▶ [Tasks to perform]:
1/ Copy the part of the essay on invasive species that begins at the words "The disordering effects" and ends after the words "the Eastern forest.)".
2/ Summarize the essay on invasive species in two sentences.
3/ Continue the essay on invasive species from the point where it stops.

▶ [Source text]:
-- start --

The disordering effects of invasive species has been brought home to me over thirty years of tending a half dozen acres on the western flank of the Shenandoah Valley. I labor to keep under control a variety of invasives (like garlic mustard, autumn olive, bishop’s weed).

(Besides the plants, also problematic in their new ecosystem have been invasive insects —  like the stinkbugs, and before them an alien kind of ladybug, and before them the gypsy moths that were recently wreaking havoc on much of the Eastern forest.)

But my most intense struggle has been what I’ve dubbed “the wisteria wars.” My wisteria turned out to be an invasive form of the vine, continually threatening to upset the ecological balance, growing “out of control” as if it wants to take over the world.

Invasive species can generate disorder as a result of their not having evolved with the rest of a given local natural order.

When things evolve together, they work out the terms for a life-serving order; but when something – with no prior relationship with the rest of the system — enters that ordered world, a destructive disorder can be the result.

A dramatic illustration of this was enacted – more than a century ago — in the eastern forests of North America. The ecological climax of these magnificent forests featured the American chestnut tree. Then people imported some specimens of the Japanese chestnut. Quite innocently — unaware that the Japanese chestnut harbored a fungus that would soon wipe out the native trees.

-- end --

▶ [Dataset content]:
-- start --

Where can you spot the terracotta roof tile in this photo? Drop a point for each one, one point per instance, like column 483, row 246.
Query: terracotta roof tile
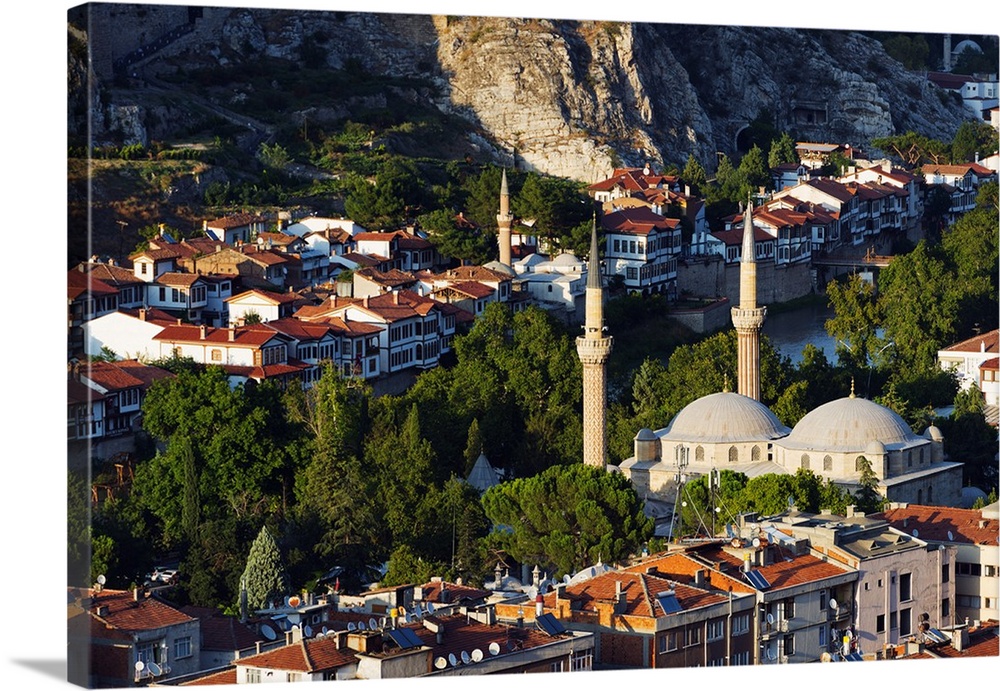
column 936, row 522
column 124, row 612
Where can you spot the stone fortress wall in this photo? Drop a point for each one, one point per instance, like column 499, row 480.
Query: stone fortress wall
column 709, row 276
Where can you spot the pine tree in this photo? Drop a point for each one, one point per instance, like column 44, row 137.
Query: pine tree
column 264, row 576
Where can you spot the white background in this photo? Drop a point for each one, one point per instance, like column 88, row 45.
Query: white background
column 33, row 228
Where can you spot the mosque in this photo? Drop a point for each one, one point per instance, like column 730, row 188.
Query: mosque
column 735, row 431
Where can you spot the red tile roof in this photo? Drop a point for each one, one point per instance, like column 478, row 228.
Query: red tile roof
column 936, row 522
column 128, row 374
column 226, row 676
column 637, row 221
column 989, row 341
column 640, row 590
column 797, row 570
column 125, row 613
column 308, row 655
column 220, row 631
column 79, row 283
column 235, row 221
column 432, row 592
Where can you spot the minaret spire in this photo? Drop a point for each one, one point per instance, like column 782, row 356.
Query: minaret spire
column 504, row 220
column 594, row 347
column 748, row 318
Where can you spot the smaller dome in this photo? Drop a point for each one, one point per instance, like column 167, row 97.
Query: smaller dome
column 645, row 434
column 933, row 433
column 499, row 268
column 875, row 448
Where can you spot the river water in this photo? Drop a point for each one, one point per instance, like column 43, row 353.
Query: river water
column 790, row 331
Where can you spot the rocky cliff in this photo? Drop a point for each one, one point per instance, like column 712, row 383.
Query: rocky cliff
column 576, row 98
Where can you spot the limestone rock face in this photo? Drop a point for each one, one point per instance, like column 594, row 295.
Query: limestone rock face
column 577, row 98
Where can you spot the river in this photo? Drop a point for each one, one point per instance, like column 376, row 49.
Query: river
column 790, row 331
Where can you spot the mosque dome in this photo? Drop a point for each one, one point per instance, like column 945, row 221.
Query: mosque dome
column 850, row 424
column 725, row 417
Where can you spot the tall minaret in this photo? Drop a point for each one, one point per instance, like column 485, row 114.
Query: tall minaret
column 504, row 220
column 748, row 318
column 593, row 348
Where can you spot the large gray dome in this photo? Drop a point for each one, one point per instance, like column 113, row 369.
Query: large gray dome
column 725, row 417
column 850, row 424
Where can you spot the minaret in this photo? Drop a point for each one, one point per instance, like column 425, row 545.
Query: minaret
column 504, row 220
column 593, row 348
column 748, row 318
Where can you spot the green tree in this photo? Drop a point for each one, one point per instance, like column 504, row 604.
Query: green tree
column 920, row 306
column 867, row 498
column 264, row 576
column 753, row 170
column 274, row 156
column 568, row 517
column 694, row 174
column 782, row 151
column 855, row 322
column 973, row 140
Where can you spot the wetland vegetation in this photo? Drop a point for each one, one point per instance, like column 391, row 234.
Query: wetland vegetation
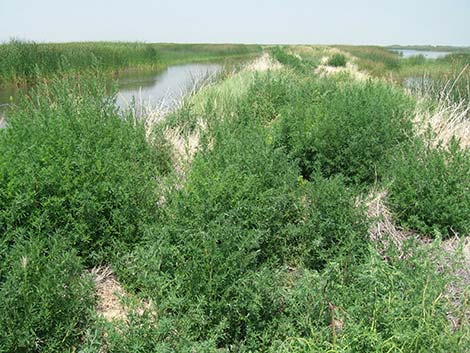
column 307, row 202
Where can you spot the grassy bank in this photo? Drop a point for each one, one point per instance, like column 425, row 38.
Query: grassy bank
column 22, row 62
column 236, row 224
column 443, row 78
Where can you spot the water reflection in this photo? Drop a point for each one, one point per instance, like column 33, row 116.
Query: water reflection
column 148, row 89
column 164, row 87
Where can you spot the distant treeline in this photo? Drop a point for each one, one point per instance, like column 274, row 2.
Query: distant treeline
column 430, row 48
column 23, row 61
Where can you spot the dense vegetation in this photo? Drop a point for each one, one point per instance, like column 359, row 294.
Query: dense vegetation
column 446, row 78
column 22, row 61
column 261, row 246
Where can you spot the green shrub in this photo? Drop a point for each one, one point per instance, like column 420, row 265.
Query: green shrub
column 337, row 60
column 292, row 61
column 344, row 128
column 70, row 164
column 429, row 191
column 242, row 211
column 45, row 298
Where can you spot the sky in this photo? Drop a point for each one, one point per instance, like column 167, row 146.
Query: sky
column 406, row 22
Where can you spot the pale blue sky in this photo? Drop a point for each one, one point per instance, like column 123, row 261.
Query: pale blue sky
column 246, row 21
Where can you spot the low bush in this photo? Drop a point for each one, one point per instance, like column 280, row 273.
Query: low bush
column 45, row 298
column 337, row 60
column 344, row 128
column 430, row 189
column 293, row 61
column 242, row 212
column 70, row 164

-- end --

▶ [Outputs for the tasks]:
1/
The disordering effects of invasive species has been brought home to me over thirty years of tending a half dozen acres on the western flank of the Shenandoah Valley. I labor to keep under control a variety of invasives (like garlic mustard, autumn olive, bishop’s weed).

(Besides the plants, also problematic in their new ecosystem have been invasive insects —  like the stinkbugs, and before them an alien kind of ladybug, and before them the gypsy moths that were recently wreaking havoc on much of the Eastern forest.)

2/ Over thirty years of tending land in the Shenandoah Valley, the writer has worked to control invasive plants and insects, with the hardest struggle being against an invasive wisteria. Invasive species can cause destructive disorder because they did not evolve with the local natural order, as happened when imported Japanese chestnuts carried a fungus that would wipe out the American chestnut in North America's eastern forests.

3/
The Japanese chestnut and its fungus had evolved together for more than 20 million years. Over those eons, they’d worked out a relationship viable for both. But to the American chestnut, the fungus was a sudden intruder. They’d evolved no synergistic way of co-existing. And so this invasive fungus brought down the great chestnut forests of this continent.

The way communities of organisms that evolve together achieve a modus vivendi —a balance that makes the whole viable — is something I like to summarize thus: “The lion and the zebra and the grass collaborate in operating a perpetual motion machine, even as they devour each other.”

The introduction by Europeans of feral cats into Australia is another example of how the arrival of an invasive new element can create ecological disaster. (Invasive predators have contributed to the majority of the extinctions of birds, mammals, and reptiles.)

Occasionally, it is purely “natural” processes that introduce these disordering invasives. New forms of life can be introduced into an ecosystem by washing up on the ocean beaches, or from droppings of birds. Or even – as when the North American and South American tectonic plates collided at the Isthmus of Panama many million years ago – whole different communities of species can suddenly be thrown together.

But the problem of invasive species in our times is almost always the result of human action.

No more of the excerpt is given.